Task 1:
Answer these questions about the parser guide:
(a) Which yaml function reads a YAML file?
(b) What character separates the keys that _flatten produces?
(c) About how long does Step 3 take?

--- START Extract to read ---

Format: Plain JSON / YAML¶

import json, yaml   # yaml: pip install pyyaml

def handle_json_file(self, file_path: str) -> dict[str, Any]:
    with open(file_path) as f:
        raw = json.load(f)
    self.data = self._flatten(raw)
    return {}

def handle_yaml_data_file(self, file_path: str) -> dict[str, Any]:
    with open(file_path) as f:
        raw = yaml.safe_load(f)
    self.data = self._flatten(raw)
    return {}

def _flatten(self, d: dict, parent: str = "") -> dict:
    """Recursively flatten a nested dict into slash-separated keys."""
    result = {}
    for k, v in d.items():
        full = f"{parent}/{k}" if parent else k
        if isinstance(v, dict):
            result.update(self._flatten(v, full))
        else:
            result[full] = v
    return result

Format: anything else — the fallback pattern¶

When nothing above fits, write a minimal parser that extracts the values you need and stores them in self.data:

def handle_my_format(self, file_path: str) -> dict[str, Any]:
    self.data = {}

    with open(file_path, "rb") as f:   # or "r" for text
        raw = f.read()

    # --- parse raw bytes / text here ---
    # e.g. use struct, regex, or your vendor's SDK
    # ---

    # Store whatever you extract:
    self.data["signal"] = ...
    self.data["energy_axis"] = ...
    self.data["sample_name"] = ...

    return {}

Then add the extension to self.extensions in __init__:

self.extensions[".myext"] = self.handle_my_format

Step 3 — Adapt the callbacks (~20 min)¶

Once self.data is populated the callbacks are trivial.

If you used a single self.data dict (not self.hdf5_data), update the callback methods:

def get_attr(self, key: str, path: str) -> Any:
    if self.data is None:
        return None
    value = self.data.get(path)
    # decode byte strings if needed
    if isinstance(value, bytes):
        return value.decode()
    return value

def get_eln_data(self, key: str, path: str) -> Any:
    if self.eln_data is None:
        return None
    return self.eln_data.get(key)

def get_data(self, key: str, path: str) -> Any:
    if self.data is None:
        return None
    value = self.data.get(path)
    if value is None:
        logger.warning(f"No data at path '{path}'.")

--- END Extract to read ---

Task 2:
Find each line in the rows below that contains the string "coming", with case counting, and copy those lines.

--- START Dataset extract ---

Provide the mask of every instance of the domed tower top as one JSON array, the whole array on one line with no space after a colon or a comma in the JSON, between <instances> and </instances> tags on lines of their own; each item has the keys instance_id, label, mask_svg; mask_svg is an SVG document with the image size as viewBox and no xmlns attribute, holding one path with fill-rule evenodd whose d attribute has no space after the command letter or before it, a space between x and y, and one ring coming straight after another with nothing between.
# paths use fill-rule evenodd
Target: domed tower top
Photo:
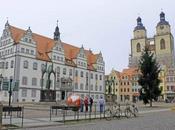
<instances>
[{"instance_id":1,"label":"domed tower top","mask_svg":"<svg viewBox=\"0 0 175 130\"><path fill-rule=\"evenodd\" d=\"M159 26L159 25L169 25L169 23L165 20L165 13L164 12L160 13L160 21L157 24L157 26Z\"/></svg>"},{"instance_id":2,"label":"domed tower top","mask_svg":"<svg viewBox=\"0 0 175 130\"><path fill-rule=\"evenodd\" d=\"M165 20L165 13L160 13L160 21L158 22L156 26L156 34L157 35L163 35L171 33L171 27L168 21Z\"/></svg>"},{"instance_id":3,"label":"domed tower top","mask_svg":"<svg viewBox=\"0 0 175 130\"><path fill-rule=\"evenodd\" d=\"M54 32L54 40L55 41L60 40L60 31L59 31L59 27L58 27L58 20L57 20L57 26L56 26L55 32Z\"/></svg>"},{"instance_id":4,"label":"domed tower top","mask_svg":"<svg viewBox=\"0 0 175 130\"><path fill-rule=\"evenodd\" d=\"M134 28L136 30L145 30L145 27L142 24L142 19L140 17L137 18L137 26Z\"/></svg>"},{"instance_id":5,"label":"domed tower top","mask_svg":"<svg viewBox=\"0 0 175 130\"><path fill-rule=\"evenodd\" d=\"M134 39L137 38L145 38L146 37L146 29L142 24L142 19L140 17L137 18L137 26L134 28Z\"/></svg>"}]
</instances>

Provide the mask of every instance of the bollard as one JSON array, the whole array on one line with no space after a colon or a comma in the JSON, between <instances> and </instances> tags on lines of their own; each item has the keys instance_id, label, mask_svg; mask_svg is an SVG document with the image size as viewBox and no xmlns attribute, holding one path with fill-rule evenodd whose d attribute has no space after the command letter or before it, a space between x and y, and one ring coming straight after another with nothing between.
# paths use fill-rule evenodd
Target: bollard
<instances>
[{"instance_id":1,"label":"bollard","mask_svg":"<svg viewBox=\"0 0 175 130\"><path fill-rule=\"evenodd\" d=\"M2 103L0 102L0 130L2 129L2 110L3 109L3 105Z\"/></svg>"},{"instance_id":2,"label":"bollard","mask_svg":"<svg viewBox=\"0 0 175 130\"><path fill-rule=\"evenodd\" d=\"M95 104L95 111L94 112L95 112L95 119L96 119L96 104Z\"/></svg>"}]
</instances>

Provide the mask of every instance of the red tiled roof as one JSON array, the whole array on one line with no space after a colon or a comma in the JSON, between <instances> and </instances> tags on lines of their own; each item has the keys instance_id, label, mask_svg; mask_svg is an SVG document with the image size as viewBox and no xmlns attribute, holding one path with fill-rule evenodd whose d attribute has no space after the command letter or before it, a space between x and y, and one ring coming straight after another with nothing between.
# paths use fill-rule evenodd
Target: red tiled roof
<instances>
[{"instance_id":1,"label":"red tiled roof","mask_svg":"<svg viewBox=\"0 0 175 130\"><path fill-rule=\"evenodd\" d=\"M23 35L26 32L23 29L20 29L11 25L10 25L10 31L11 31L12 38L15 41L15 44L19 43L20 39L23 37ZM51 52L52 48L54 47L55 41L51 38L48 38L36 33L32 33L32 36L33 36L33 40L36 42L36 45L37 45L37 59L50 61L48 53ZM64 42L62 42L62 44L63 44L66 59L68 60L76 59L80 48ZM95 55L88 50L85 50L85 54L87 56L88 68L90 70L94 70L94 67L92 66L92 64L96 63L98 55Z\"/></svg>"}]
</instances>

--- END Dataset extract ---

Task solution 1:
(a) yaml.safe_load
(b) A slash (/)
(c) About 20 minutes

Task solution 2:
Provide the mask of every instance of the domed tower top as one JSON array, the whole array on one line with no space after a colon or a comma in the JSON, between <instances> and </instances> tags on lines of their own; each item has the keys instance_id, label, mask_svg; mask_svg is an SVG document with the image size as viewBox and no xmlns attribute, holding one path with fill-rule evenodd whose d attribute has no space after the command letter or before it, a space between x and y, and one ring coming straight after another with nothing between.
Provide the mask of every instance of the bollard as one JSON array, the whole array on one line with no space after a colon or a comma in the JSON, between <instances> and </instances> tags on lines of their own; each item has the keys instance_id, label, mask_svg; mask_svg is an SVG document with the image size as viewBox and no xmlns attribute, holding one path with fill-rule evenodd whose d attribute has no space after the command letter or before it, a space between x and y, and one ring coming straight after another with nothing between.
Provide the mask of every instance of the red tiled roof as one JSON array, the whole array on one line with no space after a colon or a comma in the JSON, between <instances> and </instances> tags on lines of their own; each item has the keys instance_id, label, mask_svg; mask_svg is an SVG document with the image size as viewBox and no xmlns attribute, holding one path with fill-rule evenodd whose d attribute has no space after the command letter or before it, a space between x and y, and one ring coming straight after another with nothing between.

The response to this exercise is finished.